Coordinate labeling data

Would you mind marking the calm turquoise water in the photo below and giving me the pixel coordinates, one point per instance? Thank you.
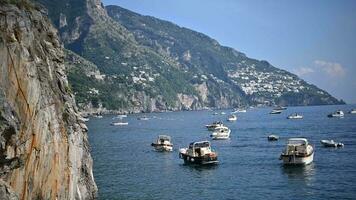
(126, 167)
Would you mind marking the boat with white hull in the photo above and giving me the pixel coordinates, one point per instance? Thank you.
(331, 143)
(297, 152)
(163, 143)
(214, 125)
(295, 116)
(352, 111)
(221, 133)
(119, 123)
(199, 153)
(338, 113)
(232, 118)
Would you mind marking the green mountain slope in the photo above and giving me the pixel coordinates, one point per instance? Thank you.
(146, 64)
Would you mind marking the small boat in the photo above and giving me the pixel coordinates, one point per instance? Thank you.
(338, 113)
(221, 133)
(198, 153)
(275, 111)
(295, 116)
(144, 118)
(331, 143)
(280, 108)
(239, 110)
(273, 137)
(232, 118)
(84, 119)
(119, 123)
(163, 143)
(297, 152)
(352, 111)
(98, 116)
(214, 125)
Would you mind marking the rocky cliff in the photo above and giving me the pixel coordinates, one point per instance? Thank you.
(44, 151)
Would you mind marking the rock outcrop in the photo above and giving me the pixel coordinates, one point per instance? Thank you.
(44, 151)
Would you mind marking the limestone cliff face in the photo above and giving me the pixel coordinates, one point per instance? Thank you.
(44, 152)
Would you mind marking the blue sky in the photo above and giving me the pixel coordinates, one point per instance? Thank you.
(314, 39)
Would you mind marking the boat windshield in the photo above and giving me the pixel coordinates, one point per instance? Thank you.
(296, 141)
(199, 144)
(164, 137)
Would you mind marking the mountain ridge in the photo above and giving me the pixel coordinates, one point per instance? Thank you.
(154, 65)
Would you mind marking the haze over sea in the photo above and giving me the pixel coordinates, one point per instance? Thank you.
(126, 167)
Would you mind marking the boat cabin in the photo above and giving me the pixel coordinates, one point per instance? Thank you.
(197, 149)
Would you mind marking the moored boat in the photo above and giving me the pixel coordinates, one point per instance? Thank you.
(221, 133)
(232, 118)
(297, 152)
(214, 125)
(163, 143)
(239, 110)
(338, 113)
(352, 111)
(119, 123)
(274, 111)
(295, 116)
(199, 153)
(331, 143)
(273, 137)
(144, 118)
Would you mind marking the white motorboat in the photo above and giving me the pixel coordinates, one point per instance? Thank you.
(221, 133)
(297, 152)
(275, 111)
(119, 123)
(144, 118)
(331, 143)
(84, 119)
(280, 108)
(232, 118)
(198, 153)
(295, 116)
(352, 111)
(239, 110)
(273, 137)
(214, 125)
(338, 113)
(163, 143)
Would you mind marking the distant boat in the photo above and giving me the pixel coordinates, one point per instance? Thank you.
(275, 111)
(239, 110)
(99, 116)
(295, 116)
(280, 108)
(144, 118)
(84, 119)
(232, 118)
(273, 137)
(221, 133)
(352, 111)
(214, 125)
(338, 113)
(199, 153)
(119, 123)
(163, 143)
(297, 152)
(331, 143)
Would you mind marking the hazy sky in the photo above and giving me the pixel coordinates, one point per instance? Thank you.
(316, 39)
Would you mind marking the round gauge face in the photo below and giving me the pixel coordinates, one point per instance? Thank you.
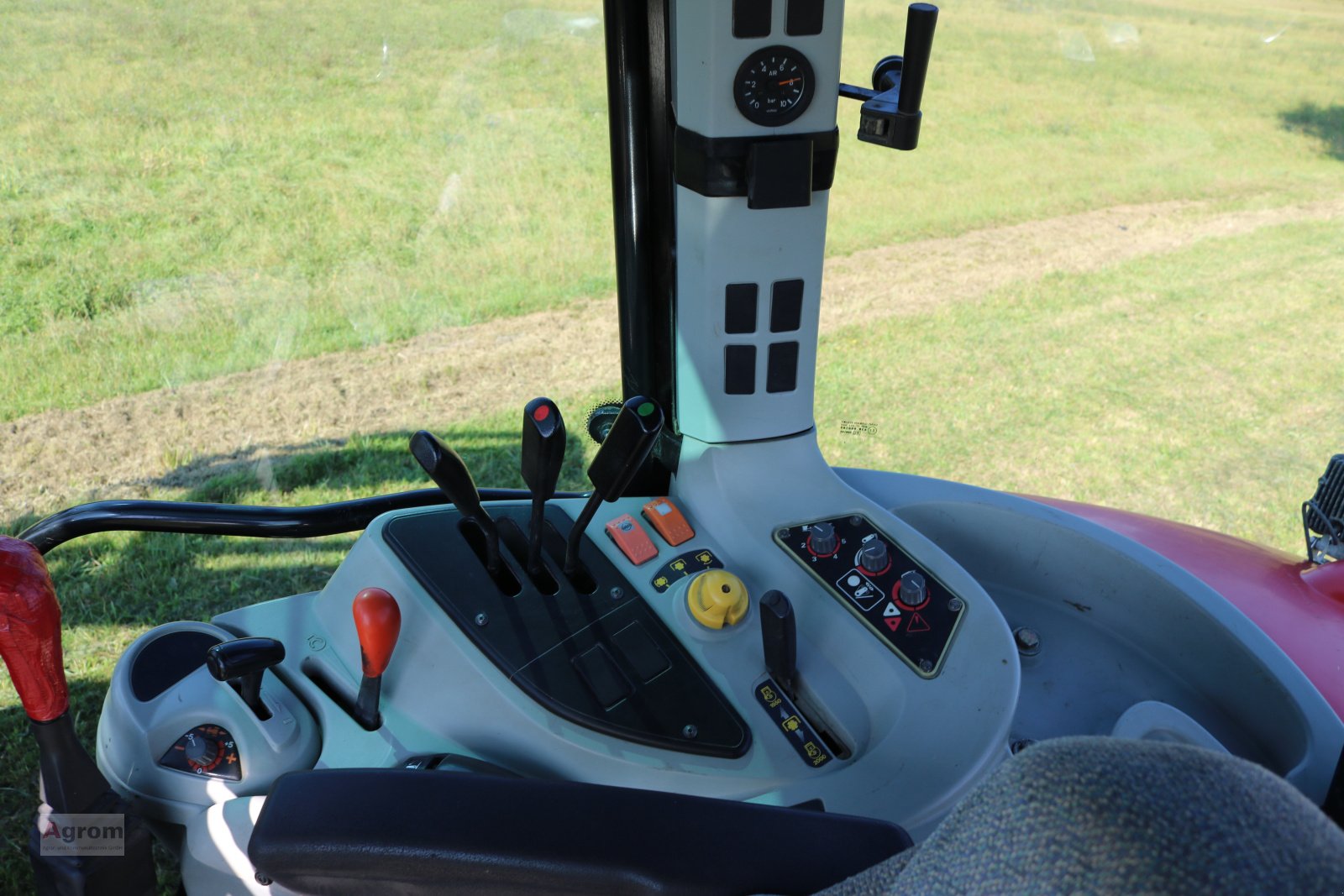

**SET PROBLEM:** Leave the images out and output the remaining material exactly as it stands.

**COMPLETED EXERCISE:**
Would you mind marking the calm turquoise water in the photo below and giving me the pixel coordinates, one point per instance? Thank you.
(126, 167)
Would you mind marking the boat with white hull in the photo above and giving me the pixel coordinates, one point per instance? Thank you.
(331, 143)
(297, 152)
(163, 143)
(214, 125)
(295, 116)
(352, 111)
(221, 133)
(119, 123)
(199, 153)
(338, 113)
(232, 118)
Would you mind marking the green mountain slope in the photo above and giving me the pixel coordinates, one point per instance? Thank you.
(146, 64)
Would you mind marking the small boat in the photo above and giving me the pixel coordinates, one point per instance? Thank you.
(338, 113)
(221, 133)
(198, 153)
(275, 111)
(295, 116)
(144, 118)
(331, 143)
(280, 108)
(239, 110)
(273, 137)
(232, 118)
(84, 119)
(119, 123)
(163, 143)
(297, 152)
(352, 111)
(98, 116)
(214, 125)
Would you mind marking the rocky cliff in the photo above and giving me the pixel coordinates, one point per instance? Thank you.
(44, 151)
Would you mind marking the rock outcrop in the photo above and giving me the pixel coordinates, one point per instance? Thank you.
(44, 151)
Would you mind marking the limestone cliff face in the photo above and giving me the pixel coordinates, one point per instance? Thank you.
(44, 152)
Would you mind marking the blue sky in the photo above and giving me the pixel coordinates, one point per instance? Thank you.
(314, 39)
Would you mind marking the boat windshield in the photo above and giving me the pixel coordinates, one point per instance? Thank you.
(296, 141)
(199, 144)
(164, 137)
Would you mind marking the mountain ridge in the photo above and giving me the pixel coordinates, one point per instance? Thank you.
(154, 65)
Would you mind marking the haze over sea in the photo above and giving me the pixel coordinates, one point per instance? Thank you.
(126, 167)
Would you mind marking the boat cabin in the photo above and giving me the pixel coordinates, one point per instance? Thank you.
(197, 149)
Would you mind marking the moored boat in the photo above and giving me the pixel coordinates, one point per instance? Thank you.
(221, 133)
(232, 118)
(297, 152)
(214, 125)
(163, 143)
(239, 110)
(338, 113)
(352, 111)
(119, 123)
(274, 111)
(295, 116)
(199, 153)
(331, 143)
(273, 137)
(144, 118)
Would you mind marking the white motorboat in the photo above and giving me the pixel coordinates, one point per instance? Thank you.
(221, 133)
(297, 152)
(275, 111)
(119, 123)
(144, 118)
(331, 143)
(84, 119)
(280, 108)
(232, 118)
(198, 153)
(295, 116)
(352, 111)
(239, 110)
(273, 137)
(214, 125)
(338, 113)
(163, 143)
Would you mind marking the distant boat in the photo above and giving me the pixel coordinates, one point per instance? Thank you.
(275, 111)
(239, 110)
(99, 116)
(295, 116)
(280, 108)
(144, 118)
(84, 119)
(232, 118)
(273, 137)
(221, 133)
(352, 111)
(214, 125)
(338, 113)
(199, 153)
(119, 123)
(163, 143)
(297, 152)
(331, 143)
Would you mind marking the hazy sky in the photo above and giving me the pixel coordinates, one point per instance? Thank you.
(316, 39)
Would you mind marking the round gauge face in the photo below and giving me the pixel coordinates, one point per instance? Thank you.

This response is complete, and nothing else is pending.